Stored items:
====

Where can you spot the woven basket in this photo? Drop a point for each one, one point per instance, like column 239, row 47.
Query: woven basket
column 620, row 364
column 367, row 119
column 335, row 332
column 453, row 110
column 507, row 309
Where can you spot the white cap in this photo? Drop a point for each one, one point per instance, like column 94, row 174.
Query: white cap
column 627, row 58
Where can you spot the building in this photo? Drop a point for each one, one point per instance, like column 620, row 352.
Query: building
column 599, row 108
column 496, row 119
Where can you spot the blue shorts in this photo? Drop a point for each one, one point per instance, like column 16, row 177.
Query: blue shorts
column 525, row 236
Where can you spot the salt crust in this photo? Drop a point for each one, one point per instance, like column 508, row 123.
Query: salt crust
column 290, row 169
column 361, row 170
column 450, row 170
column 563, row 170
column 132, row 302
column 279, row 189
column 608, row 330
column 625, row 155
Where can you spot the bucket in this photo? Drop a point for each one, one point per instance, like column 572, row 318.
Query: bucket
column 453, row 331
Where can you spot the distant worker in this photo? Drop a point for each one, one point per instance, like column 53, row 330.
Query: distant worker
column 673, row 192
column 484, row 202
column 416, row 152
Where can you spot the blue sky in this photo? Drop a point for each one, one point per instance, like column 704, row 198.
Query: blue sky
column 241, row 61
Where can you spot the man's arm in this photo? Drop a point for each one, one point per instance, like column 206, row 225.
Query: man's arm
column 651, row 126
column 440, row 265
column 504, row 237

====

Task requirements: All the data above should be set down a second time, exactly.

Answer to the exercise:
Where can you spot the woven basket in this photo? Drop a point for each one, one point per instance, like column 239, row 47.
Query: woven basket
column 620, row 364
column 367, row 119
column 335, row 332
column 453, row 110
column 507, row 309
Where can you spot the white cap in this photo? Drop a point for each one, one point per instance, like column 94, row 174.
Query: white cap
column 627, row 58
Where can you spot the building in this photo? Drop a point for each one, one point per instance, like column 620, row 352.
Query: building
column 599, row 108
column 496, row 119
Where can you spot the blue shorts in this photo? Drop a point for each one, one point per instance, like column 16, row 177.
Query: blue shorts
column 525, row 236
Where can you spot the salt crust in this photo? Drop a point for each one, one point per instance, like column 508, row 123.
Query: salt crust
column 290, row 169
column 361, row 170
column 450, row 170
column 563, row 170
column 132, row 302
column 279, row 189
column 608, row 330
column 625, row 155
Where can you spot the bucket in this photo? Drop a point for each one, one point per instance, like column 572, row 318.
Query: bucket
column 453, row 331
Where can you spot the distant worker in this photo? Drop a point for each one, one point per instance, like column 53, row 330.
Query: distant worker
column 673, row 192
column 484, row 202
column 416, row 152
Where can you spot the blue sky in this photo? Drop a point for each one, one point per instance, like column 704, row 198.
Query: blue sky
column 241, row 61
Where can you spot the man's arm in this photo? Drop a point for each one, one point per instance, like column 206, row 225.
Query: man's arm
column 651, row 126
column 440, row 265
column 504, row 237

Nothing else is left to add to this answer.